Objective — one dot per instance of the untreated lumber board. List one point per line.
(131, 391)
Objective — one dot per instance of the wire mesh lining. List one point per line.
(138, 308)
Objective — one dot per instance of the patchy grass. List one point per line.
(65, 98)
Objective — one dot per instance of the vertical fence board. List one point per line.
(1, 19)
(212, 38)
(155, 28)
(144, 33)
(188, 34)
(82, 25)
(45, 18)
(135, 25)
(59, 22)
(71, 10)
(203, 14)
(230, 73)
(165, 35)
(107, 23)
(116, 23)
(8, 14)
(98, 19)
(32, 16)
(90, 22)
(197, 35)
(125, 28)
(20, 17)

· · ·

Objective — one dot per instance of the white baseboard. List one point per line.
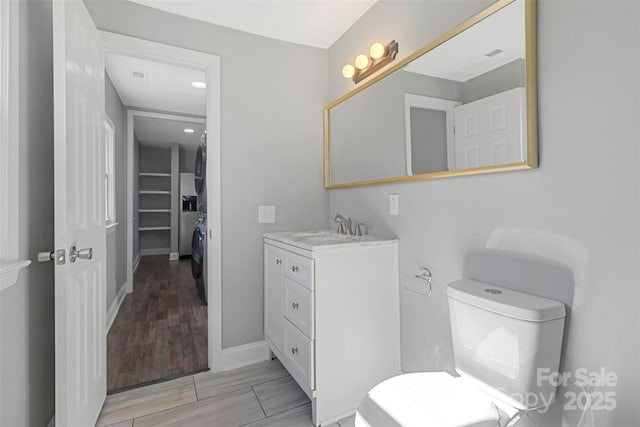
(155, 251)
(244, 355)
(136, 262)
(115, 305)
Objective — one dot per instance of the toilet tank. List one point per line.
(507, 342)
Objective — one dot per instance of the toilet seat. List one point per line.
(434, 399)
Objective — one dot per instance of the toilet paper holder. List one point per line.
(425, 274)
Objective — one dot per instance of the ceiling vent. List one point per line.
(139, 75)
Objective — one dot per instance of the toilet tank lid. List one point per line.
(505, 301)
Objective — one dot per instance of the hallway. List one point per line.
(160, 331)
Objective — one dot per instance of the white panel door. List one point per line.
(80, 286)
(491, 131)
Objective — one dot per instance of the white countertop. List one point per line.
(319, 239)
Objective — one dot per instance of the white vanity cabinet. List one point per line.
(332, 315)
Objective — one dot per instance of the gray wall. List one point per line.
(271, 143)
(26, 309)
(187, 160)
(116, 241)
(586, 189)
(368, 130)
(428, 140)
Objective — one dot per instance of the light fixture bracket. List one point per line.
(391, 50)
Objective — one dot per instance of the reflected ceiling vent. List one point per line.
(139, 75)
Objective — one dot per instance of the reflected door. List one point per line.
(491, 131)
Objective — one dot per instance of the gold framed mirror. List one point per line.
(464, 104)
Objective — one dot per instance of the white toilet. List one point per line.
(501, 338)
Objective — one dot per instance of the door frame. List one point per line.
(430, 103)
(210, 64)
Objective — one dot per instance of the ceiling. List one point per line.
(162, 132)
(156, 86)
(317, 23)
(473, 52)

· · ·

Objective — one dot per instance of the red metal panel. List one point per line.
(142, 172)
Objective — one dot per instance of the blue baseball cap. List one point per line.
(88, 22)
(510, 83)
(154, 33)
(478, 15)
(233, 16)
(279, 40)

· · ·

Written request. Extract each line from the entries above that contains the word "ceiling". The match is case-sensitive.

Complete response.
Objective — one dot per instance of the ceiling vent. List one point per line.
Objective — one dot per instance of the reflected ceiling vent. List one point per line.
Objective — one dot per instance of the ceiling. List one point per line.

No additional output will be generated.